Required work:
Beginning with the line that contains "Would you mind pinning the blue gate", transcribe every line down to the end of the entries, exactly, and no other lines.

Records for this exercise:

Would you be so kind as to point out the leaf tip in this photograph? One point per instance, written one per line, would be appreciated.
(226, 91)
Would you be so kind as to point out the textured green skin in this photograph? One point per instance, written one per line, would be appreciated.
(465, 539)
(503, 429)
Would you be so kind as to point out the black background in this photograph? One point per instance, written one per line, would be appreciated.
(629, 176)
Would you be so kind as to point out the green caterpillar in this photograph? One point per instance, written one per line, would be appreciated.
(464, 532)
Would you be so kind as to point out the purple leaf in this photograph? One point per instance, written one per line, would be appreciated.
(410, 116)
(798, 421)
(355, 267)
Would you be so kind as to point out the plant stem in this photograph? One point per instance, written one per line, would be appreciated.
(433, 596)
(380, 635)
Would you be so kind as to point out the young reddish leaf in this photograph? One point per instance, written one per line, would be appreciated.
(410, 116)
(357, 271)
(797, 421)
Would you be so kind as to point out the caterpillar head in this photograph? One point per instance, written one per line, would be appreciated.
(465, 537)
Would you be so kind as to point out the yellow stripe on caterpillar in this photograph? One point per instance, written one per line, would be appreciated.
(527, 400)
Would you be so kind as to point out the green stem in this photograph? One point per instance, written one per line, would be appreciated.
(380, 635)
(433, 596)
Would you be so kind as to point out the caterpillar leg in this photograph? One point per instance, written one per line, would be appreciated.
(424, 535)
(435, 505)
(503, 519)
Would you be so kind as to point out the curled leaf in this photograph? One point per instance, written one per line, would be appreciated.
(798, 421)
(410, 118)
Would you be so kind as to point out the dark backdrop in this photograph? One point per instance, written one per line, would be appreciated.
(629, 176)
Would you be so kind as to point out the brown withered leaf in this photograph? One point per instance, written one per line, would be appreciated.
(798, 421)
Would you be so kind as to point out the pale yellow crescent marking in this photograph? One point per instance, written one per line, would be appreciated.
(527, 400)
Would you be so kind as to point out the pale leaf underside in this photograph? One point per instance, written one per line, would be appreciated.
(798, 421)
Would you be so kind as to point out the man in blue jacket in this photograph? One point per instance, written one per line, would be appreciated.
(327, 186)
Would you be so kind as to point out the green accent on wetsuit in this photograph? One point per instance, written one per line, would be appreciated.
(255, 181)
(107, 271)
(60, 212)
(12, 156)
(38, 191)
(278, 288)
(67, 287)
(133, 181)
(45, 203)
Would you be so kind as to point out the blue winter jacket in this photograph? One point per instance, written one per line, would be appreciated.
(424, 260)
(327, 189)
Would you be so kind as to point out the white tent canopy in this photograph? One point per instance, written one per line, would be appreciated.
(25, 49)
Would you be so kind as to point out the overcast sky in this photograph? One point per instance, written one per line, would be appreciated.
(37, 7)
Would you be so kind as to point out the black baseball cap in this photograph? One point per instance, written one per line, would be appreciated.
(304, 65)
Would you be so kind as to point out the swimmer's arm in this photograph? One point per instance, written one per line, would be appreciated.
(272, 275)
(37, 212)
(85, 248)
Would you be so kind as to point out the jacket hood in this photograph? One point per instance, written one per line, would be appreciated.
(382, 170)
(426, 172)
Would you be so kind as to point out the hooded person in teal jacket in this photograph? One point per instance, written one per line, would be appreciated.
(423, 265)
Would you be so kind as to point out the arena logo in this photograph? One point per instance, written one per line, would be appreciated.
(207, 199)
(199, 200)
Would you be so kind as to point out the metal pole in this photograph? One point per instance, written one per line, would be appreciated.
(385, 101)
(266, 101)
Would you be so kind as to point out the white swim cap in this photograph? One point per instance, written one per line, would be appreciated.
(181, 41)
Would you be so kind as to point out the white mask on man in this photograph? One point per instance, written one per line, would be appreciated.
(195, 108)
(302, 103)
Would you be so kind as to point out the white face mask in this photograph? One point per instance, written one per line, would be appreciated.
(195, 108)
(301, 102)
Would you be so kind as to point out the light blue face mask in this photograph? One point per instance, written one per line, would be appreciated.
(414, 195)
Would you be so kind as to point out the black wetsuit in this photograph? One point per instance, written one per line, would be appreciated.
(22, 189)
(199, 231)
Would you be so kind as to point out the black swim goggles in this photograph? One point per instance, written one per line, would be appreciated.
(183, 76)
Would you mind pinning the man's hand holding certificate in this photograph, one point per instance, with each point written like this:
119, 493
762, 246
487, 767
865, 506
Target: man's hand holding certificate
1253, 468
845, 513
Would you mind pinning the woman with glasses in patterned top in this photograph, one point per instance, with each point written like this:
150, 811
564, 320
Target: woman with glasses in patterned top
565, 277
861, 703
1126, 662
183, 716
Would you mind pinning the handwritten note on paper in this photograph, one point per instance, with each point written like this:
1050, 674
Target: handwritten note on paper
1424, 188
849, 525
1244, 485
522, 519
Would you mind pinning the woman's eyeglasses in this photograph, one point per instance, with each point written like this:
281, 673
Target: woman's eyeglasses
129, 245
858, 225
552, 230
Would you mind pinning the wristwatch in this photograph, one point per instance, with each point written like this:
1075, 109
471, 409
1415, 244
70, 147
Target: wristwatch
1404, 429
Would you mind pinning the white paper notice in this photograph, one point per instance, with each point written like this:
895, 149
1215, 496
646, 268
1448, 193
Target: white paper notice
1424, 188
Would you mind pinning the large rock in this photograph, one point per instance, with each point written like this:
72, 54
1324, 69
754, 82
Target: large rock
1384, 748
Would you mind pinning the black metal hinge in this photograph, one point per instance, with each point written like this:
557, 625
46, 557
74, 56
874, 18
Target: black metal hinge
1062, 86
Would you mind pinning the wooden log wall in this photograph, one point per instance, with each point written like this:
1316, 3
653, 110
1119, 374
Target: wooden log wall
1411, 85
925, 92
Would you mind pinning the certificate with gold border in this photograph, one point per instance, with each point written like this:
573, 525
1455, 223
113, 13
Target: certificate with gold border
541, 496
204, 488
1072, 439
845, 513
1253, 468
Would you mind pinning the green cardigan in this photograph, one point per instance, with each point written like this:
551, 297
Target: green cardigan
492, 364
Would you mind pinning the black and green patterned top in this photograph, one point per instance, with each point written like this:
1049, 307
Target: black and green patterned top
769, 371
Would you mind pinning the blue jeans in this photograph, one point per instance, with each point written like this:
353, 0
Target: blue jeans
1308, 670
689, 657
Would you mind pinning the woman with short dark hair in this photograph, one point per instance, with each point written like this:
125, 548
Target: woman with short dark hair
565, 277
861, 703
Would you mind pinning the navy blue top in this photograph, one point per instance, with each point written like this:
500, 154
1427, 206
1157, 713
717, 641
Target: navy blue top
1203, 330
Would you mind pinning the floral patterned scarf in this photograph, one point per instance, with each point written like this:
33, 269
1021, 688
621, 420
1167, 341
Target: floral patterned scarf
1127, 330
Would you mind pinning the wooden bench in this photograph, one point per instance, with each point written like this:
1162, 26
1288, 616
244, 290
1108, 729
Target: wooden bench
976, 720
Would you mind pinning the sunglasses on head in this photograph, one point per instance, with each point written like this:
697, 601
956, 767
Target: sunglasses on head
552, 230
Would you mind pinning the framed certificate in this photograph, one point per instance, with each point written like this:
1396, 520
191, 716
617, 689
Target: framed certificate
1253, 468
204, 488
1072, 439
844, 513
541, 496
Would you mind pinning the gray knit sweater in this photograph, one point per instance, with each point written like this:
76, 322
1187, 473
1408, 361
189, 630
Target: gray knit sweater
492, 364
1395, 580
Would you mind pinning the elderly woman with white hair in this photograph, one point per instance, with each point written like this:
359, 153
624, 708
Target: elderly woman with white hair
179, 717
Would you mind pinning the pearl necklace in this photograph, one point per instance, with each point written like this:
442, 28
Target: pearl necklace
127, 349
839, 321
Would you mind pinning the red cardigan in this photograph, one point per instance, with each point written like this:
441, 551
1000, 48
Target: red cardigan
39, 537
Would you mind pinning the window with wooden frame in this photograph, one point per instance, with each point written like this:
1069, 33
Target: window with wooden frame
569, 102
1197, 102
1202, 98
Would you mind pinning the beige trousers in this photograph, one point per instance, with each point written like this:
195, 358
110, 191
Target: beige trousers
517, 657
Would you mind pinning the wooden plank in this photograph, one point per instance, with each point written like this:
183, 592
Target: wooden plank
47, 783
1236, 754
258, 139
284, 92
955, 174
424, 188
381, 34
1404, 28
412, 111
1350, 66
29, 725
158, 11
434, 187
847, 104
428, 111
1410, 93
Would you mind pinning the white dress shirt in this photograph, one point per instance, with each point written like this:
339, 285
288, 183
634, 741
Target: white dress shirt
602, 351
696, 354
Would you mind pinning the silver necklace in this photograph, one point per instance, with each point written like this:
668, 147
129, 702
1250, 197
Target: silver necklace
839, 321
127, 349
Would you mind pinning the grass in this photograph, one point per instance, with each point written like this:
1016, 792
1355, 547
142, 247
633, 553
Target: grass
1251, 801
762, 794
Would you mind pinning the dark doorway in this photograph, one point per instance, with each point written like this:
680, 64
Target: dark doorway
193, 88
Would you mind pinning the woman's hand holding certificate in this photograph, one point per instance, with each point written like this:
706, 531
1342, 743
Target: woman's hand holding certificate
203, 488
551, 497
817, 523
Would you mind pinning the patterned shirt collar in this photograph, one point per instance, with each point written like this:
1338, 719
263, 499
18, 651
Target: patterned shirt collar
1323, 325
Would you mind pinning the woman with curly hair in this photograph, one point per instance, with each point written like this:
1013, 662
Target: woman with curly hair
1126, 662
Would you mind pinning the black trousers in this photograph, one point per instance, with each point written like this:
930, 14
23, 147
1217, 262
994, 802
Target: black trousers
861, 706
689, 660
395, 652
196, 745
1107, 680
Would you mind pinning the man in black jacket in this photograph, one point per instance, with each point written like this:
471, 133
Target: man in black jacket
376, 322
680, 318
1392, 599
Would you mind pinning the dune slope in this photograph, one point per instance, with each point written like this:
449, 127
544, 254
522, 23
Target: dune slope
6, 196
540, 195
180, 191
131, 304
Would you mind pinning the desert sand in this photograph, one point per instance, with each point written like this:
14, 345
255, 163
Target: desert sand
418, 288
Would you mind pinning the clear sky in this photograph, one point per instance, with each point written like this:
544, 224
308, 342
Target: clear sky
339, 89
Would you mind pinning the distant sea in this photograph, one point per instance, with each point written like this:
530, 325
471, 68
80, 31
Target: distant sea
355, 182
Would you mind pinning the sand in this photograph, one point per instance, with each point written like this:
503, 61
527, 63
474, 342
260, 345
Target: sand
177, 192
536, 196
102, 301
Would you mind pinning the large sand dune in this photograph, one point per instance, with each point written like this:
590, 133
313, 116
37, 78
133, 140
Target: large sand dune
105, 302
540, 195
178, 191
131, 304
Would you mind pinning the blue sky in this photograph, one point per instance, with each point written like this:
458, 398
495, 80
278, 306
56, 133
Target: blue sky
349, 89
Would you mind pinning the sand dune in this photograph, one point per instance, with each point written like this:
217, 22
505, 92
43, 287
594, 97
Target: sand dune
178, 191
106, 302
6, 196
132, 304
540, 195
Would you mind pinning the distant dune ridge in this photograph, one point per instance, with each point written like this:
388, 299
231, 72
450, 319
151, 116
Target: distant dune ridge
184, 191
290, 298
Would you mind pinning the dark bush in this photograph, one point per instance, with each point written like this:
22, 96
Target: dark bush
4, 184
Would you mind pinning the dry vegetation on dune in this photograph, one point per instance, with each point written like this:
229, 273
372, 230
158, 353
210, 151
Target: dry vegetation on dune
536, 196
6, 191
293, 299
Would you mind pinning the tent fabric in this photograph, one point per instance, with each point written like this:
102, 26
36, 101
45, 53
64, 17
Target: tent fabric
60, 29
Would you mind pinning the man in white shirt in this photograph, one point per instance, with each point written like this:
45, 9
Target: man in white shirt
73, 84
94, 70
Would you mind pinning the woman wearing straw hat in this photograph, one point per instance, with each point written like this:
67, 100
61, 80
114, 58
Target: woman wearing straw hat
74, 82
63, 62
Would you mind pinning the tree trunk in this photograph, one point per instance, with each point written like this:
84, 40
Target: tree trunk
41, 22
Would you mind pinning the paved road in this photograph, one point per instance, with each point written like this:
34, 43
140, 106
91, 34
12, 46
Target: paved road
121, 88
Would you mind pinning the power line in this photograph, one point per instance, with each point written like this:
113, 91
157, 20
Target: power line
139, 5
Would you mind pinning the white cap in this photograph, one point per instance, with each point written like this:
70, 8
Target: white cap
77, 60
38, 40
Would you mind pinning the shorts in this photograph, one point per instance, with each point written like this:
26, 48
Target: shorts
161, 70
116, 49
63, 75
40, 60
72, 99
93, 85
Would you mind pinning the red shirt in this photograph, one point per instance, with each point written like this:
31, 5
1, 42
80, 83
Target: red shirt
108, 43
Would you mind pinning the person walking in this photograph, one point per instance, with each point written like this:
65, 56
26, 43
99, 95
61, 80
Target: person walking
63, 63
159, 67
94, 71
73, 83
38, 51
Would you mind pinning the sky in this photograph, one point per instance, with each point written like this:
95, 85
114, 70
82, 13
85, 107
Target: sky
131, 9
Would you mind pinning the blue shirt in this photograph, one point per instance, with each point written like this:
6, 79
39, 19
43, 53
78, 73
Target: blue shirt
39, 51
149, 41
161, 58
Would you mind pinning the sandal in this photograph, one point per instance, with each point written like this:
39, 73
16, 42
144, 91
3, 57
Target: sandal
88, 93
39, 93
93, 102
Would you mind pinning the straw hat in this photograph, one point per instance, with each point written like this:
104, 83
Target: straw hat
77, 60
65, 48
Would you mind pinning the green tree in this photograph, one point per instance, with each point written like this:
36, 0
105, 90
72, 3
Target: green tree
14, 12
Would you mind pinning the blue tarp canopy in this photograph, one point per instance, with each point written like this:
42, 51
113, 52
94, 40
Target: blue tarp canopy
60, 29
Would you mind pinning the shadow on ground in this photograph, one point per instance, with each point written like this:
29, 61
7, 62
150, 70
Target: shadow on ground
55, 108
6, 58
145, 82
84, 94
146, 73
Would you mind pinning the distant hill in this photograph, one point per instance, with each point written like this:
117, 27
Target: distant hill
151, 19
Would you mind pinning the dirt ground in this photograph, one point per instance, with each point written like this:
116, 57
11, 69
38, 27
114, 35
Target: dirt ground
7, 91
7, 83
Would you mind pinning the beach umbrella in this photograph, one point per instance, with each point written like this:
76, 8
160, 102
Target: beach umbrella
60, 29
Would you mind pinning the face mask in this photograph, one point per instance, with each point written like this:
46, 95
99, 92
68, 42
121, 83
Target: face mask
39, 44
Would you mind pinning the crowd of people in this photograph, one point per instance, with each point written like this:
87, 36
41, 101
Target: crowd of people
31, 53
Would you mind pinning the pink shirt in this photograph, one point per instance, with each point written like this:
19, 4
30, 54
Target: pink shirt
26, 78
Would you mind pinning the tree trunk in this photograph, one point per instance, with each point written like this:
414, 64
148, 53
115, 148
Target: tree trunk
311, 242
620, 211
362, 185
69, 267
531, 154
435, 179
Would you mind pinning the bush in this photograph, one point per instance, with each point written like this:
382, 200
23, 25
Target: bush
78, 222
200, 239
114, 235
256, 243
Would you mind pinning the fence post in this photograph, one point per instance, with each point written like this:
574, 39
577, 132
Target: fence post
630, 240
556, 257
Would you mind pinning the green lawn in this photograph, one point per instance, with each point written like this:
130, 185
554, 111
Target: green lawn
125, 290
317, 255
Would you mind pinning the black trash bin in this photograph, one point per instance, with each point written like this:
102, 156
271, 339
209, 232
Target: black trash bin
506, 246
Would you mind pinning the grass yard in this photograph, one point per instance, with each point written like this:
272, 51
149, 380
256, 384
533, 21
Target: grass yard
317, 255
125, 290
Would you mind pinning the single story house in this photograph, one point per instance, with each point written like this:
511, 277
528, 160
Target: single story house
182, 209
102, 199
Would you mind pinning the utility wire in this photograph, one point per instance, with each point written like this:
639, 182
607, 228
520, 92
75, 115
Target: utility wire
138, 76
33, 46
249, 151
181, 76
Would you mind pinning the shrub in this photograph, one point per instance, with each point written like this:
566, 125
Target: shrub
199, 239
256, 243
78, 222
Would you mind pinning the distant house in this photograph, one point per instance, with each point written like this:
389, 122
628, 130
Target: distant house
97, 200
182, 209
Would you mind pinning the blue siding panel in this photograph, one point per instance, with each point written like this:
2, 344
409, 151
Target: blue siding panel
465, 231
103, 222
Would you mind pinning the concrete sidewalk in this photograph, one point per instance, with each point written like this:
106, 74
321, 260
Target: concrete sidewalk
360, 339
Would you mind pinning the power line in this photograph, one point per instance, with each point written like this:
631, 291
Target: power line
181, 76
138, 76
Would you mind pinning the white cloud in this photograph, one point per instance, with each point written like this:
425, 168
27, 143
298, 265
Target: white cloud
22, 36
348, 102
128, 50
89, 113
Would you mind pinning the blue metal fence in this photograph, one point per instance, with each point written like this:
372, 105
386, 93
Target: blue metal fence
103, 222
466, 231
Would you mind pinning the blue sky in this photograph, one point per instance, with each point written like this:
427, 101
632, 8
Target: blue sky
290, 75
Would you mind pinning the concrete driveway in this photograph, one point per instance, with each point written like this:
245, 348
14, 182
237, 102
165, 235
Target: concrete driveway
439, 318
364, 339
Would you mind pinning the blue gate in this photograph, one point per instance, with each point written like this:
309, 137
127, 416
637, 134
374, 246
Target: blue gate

Written response:
Would you mind pinning the blue gate in this photograph, one point per instance, with each point written like this:
309, 137
127, 416
637, 134
374, 246
Target: blue gate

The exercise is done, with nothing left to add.